* _YOUR GOAL_: Gather every line of the data below that contains the string "ping", matching case exactly.

* _EXCERPTED DATA_:

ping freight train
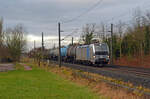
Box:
[49,43,110,65]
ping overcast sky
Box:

* _RESULT FOR THIS TASK_:
ping freight train
ping overcast sky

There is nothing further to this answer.